• **SET EXERCISE A**
Write out the stretch of the essay on 9/11 and the literary fallacy from "The novels of" through "and limited perceptions.".

#### SOURCE DOCUMENT ####

9/11 and the literary fallacy

In the spring of 1943, as the tide was beginning to turn against the Axis in the Second World War, Bernard DeVoto delivered a series of lectures at Indiana University on American literature in the ’twenties. A fierce conservationist and even more fiery liberal who later tangled with J. Edgar Hoover’s FBI, DeVoto was “rather tory than whig,” to use his own distinction, in his literary criticism. Defending his examination of two-decades-old writing before “young men and women who will presently be taking an active part in the war,” he explained that the country’s literature had repudiated American life during the ’twenties, “shut[ting] it away from the realities of that life, the evils as well as the good.”

And the distortions had had an effect. Not only upon DeVoto’s listeners (“Literature has given you some ideas which are erroneous and built into your thinking misrepresentations and fallacies which impair the instruments you must use”). But also upon America’s enemies. “Clearly the master race accepted in good faith the description of America which American writers had provided, and made their plans,” DeVoto said, “in accordance with it.”[1]

At bottom was what he called, when he published the lectures in book form one year later, The Literary Fallacy. This is the mistake of believing that experience can be absorbed, both understood and expressed, wholly in literature; and in literature, moreover, which is reduced to belles-lettres (prose fiction, poetry, drama, and literary criticism). It is the undertaking “to judge our society by means of literature and nothing else” (p. 31). It entails an aggrandizement of literature’s importance in human affairs accompanied by its underside—playing down the significance of empirical facts. To the literary way of thinking, DeVoto said,the criterion of an idea is its rightness as idea, not the knowledge which it represents or its correspondence to reality. The method of literary thinking proceeds from idea to idea by way of idea, with no check or control outside idea. It deduces ideas from assumptions, general principles, and universal abstract truths. It requires facts to conform to logic and it ascertains facts by determining what logic implies. (p. 50)There is perhaps no better example of the literary fallacy than the literature of 9/11.

The novels of 9/11 and its aftermath, which I have listed elsewhere, are almost without exception victims’ or bystanders’ novels. They reduce an attack upon “our fellow citizens, our way of life, our very freedom,” as President Bush called it in a televised address that evening, to private emotions and limited perceptions.

####

• **SET EXERCISE B**
Rewrite every one of the records below, changing "Target" to "Object" wherever it occurs and leaving all else as it is.

#### SUPPLIED MATERIAL ####

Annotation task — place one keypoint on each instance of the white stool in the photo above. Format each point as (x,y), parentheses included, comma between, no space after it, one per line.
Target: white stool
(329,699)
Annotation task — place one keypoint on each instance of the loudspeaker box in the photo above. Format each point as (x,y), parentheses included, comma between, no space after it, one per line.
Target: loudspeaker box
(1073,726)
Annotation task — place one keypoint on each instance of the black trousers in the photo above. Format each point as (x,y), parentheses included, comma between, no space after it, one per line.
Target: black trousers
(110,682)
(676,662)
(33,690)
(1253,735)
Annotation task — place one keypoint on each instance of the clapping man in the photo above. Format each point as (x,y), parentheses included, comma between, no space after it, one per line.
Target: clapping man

####

• **FINAL RESULT A**
The novels of 9/11 and its aftermath, which I have listed elsewhere, are almost without exception victims’ or bystanders’ novels. They reduce an attack upon “our fellow citizens, our way of life, our very freedom,” as President Bush called it in a televised address that evening, to private emotions and limited perceptions.

• **FINAL RESULT B**
Annotation task — place one keypoint on each instance of the white stool in the photo above. Format each point as (x,y), parentheses included, comma between, no space after it, one per line.
Object: white stool
(329,699)
Annotation task — place one keypoint on each instance of the loudspeaker box in the photo above. Format each point as (x,y), parentheses included, comma between, no space after it, one per line.
Object: loudspeaker box
(1073,726)
Annotation task — place one keypoint on each instance of the black trousers in the photo above. Format each point as (x,y), parentheses included, comma between, no space after it, one per line.
Object: black trousers
(110,682)
(676,662)
(33,690)
(1253,735)
Annotation task — place one keypoint on each instance of the clapping man in the photo above. Format each point as (x,y), parentheses included, comma between, no space after it, one per line.
Object: clapping man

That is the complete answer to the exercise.